### GOALS
A - In the Lexmark v. Impression Products case summary, what products does Lexmark make and sell?
B - Write the next part of the Lexmark v. Impression Products case summary, picking up after its final sentence.

### TEXT EXTRACT
- - -

In Lexmark International Inc. v. Impression Products Inc., 2014-1617 (Fed. Cir. February 2016) (available here), the Court of Appeals for the Federal Circuit held that when a patentee sells a patented article under contract having otherwise-proper restrictions on resale and reuse of the patented product, which contract is communicated to the buyer at the time of sale of the patented product, the buyer cannot engage in the prohibited resale or reuse and the patentee has authority to lawfully restrict the resale and reuse of the patented product. The Federal Circuit also held that a foreign sale of a U.S. patented article, when made by or with approval from the U.S. patentee, does not exhaust the patentee’s U.S. patent rights in the article sold, even when no reservation of rights accompanies the sale.  The loss of U.S. patent rights based on a foreign sale remains a matter of express or implied license.  

Lexmark makes and sells printers and toner cartridges.  Lexmark owns a number of patents that cover the toner cartridges and their use.  Lexmark sold printer cartridges domestically and over seas, at a discount, subject to an express single-use/no-resale contractual restriction.  Defendant Impression acquired the printer cartridges at issue in order to resell them into the United States after a third party physically modified them to enable reuse in violation of the single-use/no-resale contract restriction.  Impression acted without affirmative authorization from Patentee Lexmark and in violation of the express denial of authorization to engage in resale and reuse.  Lexmark sued Impression for patent infringement under 35 U.S.C. §271.

Defendant Impression asserted a defense of patent exhaustion and questioned the validity of Federal Circuit case law in light of recent Supreme Court cases.

The Federal Circuit Court found that the resale or reuse, when contrary to known, lawful limits on the authority contractually conferred at the original sale, remains unauthorized, infringing conduct under 35 U.S.C. § 271.  The patentee does not exhaust its statutorily explicit §271 rights “to sell” the patented product by the first sale of the patented item.  Therefore, a patentee may charge the buyer with patent infringement (for violating the patentee’s right §271 “to sell” the patented product) when the buyer engages in those acts.  Also, any downstream buyers who have knowledge of the “no resale” contract restrictions   may be charged with infringement.

- - -

### DATASET EXCERPTS
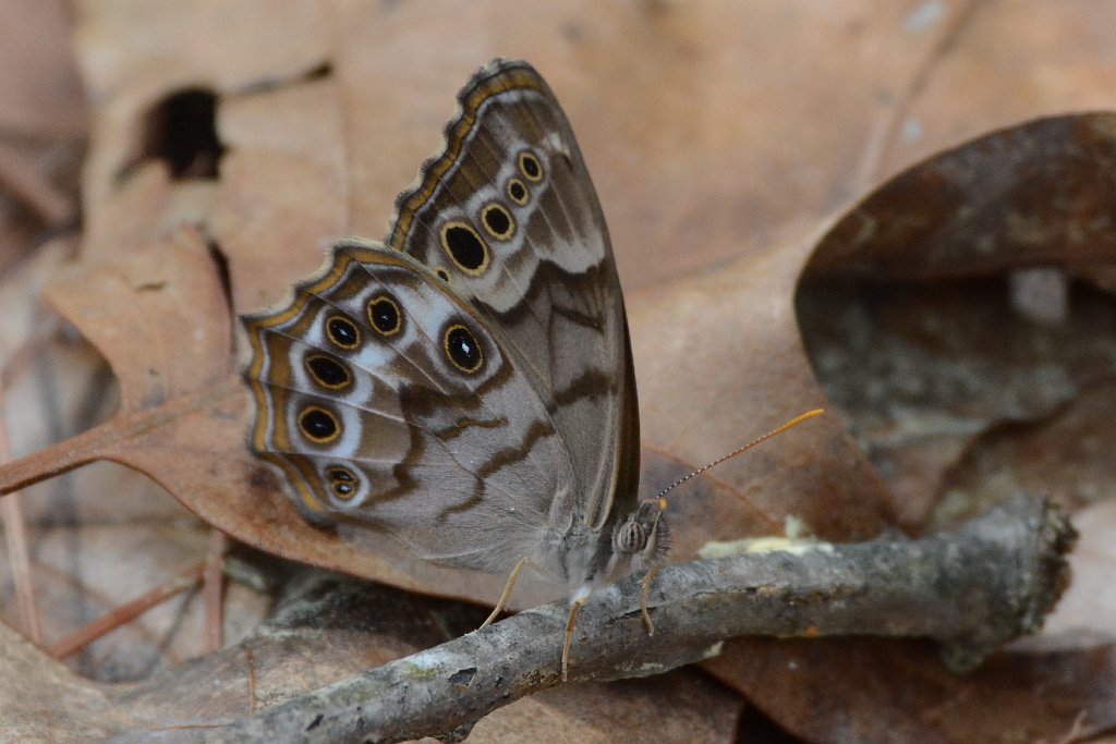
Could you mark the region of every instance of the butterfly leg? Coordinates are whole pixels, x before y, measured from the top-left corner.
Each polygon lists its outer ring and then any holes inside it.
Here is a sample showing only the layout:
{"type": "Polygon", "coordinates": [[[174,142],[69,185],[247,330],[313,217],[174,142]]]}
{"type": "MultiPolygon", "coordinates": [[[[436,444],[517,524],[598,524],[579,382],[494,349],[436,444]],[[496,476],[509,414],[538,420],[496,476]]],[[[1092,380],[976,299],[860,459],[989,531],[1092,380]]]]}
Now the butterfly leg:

- - -

### EXERCISE RESPONSES
A - Printers and toner cartridges.

B -
The Federal Circuit adhered to its holding in Mallinckrodt, Inc. v. Medipart, Inc. 976 F.2d 700 (Fed. Cir. 1992), that a patentee, when selling a patented article subject to a single-use/no resale contractual restriction, that is lawful and clearly communicated to the purchaser, does not by that sale give the buyer, or any downstream buyers, the right to resell or reuse because such “no resell or reuse right” was expressly denied.  Under Supreme Court precedent, a patentee may preserve its 35 U.S.C. § 271 rights through such restrictions when licensing others to make and sell patented articles.  Mallinckrodt held that there is no sound legal basis for denying the same ability to the patentee that makes and sells the articles itself.  

The Federal Circuit also adhered to its decision in Jazz Photo Corp. v. International Trade Comm’n, 264 F.3d 1094 (Fed. Cir. 2001) that a U.S. patentee, merely by selling or authorizing the sale of a U.S. – patented article abroad, does not authorize the buyer to import the article and sell and use it in the United States, which are infringing acts in the absence of patentee-conferred authority.  A buyer may still rely on a foreign sale as a defense to infringement, but only by establishing an express or implied license–a defense separate from exhaustion, as Quanta holds–based on patentee communications or other circumstances of the sale.

Defendant had argued that the recent Supreme Court cases of  Kirtsaeng and Quanta suggested that the first sale of the patented item exhausted patentee’s rights and released the defendant from the contractual restrictions.  “The longstanding doctrine of patent exhaustion provides that the initial authorized sale of a patented item terminates all patent rights to that item.” Quanta Computer, Inc. v. LG Electronics, Inc., 553 U.S. 617, 625 (2008); see also  Kirtsaeng v. John Wiley & Sons, Inc., 133 S. Ct. 1351 (2013)(exhaustion under the Copyright Act).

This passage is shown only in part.